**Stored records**
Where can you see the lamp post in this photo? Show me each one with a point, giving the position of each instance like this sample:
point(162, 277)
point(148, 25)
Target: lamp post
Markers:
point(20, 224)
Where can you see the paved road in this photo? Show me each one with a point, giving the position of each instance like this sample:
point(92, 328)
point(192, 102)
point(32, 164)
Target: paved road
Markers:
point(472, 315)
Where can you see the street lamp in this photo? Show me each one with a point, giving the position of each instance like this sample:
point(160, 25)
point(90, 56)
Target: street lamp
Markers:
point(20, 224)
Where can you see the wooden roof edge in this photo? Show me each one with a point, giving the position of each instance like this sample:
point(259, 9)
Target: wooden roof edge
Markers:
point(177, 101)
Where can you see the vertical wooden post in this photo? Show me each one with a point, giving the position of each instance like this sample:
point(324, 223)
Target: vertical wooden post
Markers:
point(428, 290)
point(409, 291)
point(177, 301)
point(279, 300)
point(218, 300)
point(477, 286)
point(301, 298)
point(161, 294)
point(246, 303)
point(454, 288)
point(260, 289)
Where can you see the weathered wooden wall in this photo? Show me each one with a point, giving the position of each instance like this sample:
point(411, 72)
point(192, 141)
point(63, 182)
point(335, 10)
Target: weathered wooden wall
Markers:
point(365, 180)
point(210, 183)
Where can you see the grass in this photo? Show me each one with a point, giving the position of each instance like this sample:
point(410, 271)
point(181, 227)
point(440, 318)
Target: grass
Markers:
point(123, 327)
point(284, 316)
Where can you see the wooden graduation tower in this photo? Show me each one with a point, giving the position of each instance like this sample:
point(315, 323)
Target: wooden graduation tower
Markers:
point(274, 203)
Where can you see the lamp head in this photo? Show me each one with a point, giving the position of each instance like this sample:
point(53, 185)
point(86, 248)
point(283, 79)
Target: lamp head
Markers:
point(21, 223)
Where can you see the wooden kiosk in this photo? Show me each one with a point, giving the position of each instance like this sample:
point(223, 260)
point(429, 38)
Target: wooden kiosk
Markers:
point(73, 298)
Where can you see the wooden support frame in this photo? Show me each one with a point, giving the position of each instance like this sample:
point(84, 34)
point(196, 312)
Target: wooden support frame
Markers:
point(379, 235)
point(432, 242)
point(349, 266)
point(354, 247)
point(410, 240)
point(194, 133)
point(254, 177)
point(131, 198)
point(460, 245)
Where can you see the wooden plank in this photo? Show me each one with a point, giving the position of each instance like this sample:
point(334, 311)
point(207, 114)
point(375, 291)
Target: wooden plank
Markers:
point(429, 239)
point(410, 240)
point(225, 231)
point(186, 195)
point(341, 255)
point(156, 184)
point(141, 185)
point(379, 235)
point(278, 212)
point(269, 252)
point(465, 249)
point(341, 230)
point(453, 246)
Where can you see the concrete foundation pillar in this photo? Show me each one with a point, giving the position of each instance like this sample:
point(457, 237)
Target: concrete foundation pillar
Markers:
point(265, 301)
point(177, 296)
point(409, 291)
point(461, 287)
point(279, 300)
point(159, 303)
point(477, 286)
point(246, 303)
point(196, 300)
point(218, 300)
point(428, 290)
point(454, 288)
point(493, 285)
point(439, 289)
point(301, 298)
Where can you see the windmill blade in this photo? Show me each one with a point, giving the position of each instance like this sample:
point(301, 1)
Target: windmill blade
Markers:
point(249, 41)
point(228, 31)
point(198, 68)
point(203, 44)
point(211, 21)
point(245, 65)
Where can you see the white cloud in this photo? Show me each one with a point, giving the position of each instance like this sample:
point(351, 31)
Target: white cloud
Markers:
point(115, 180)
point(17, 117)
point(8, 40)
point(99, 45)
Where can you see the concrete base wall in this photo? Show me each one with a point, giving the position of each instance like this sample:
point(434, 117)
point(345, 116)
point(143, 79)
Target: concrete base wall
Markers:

**YOUR TASK**
Using the data above, reproduce exactly the lines between those holding "Target: grass" and "point(86, 248)", inclusive, and no others.

**YOUR RESPONSE**
Target: grass
Markers:
point(123, 327)
point(284, 316)
Where can you see the wooden graduation tower in this photo? Show me each one with a point, giving the position of each instance like this sample:
point(315, 323)
Target: wooden graduation tower
Markers:
point(274, 203)
Where can you see the lamp head in this photo? Show me each one with a point, giving the position of each instance like this sample:
point(53, 185)
point(86, 248)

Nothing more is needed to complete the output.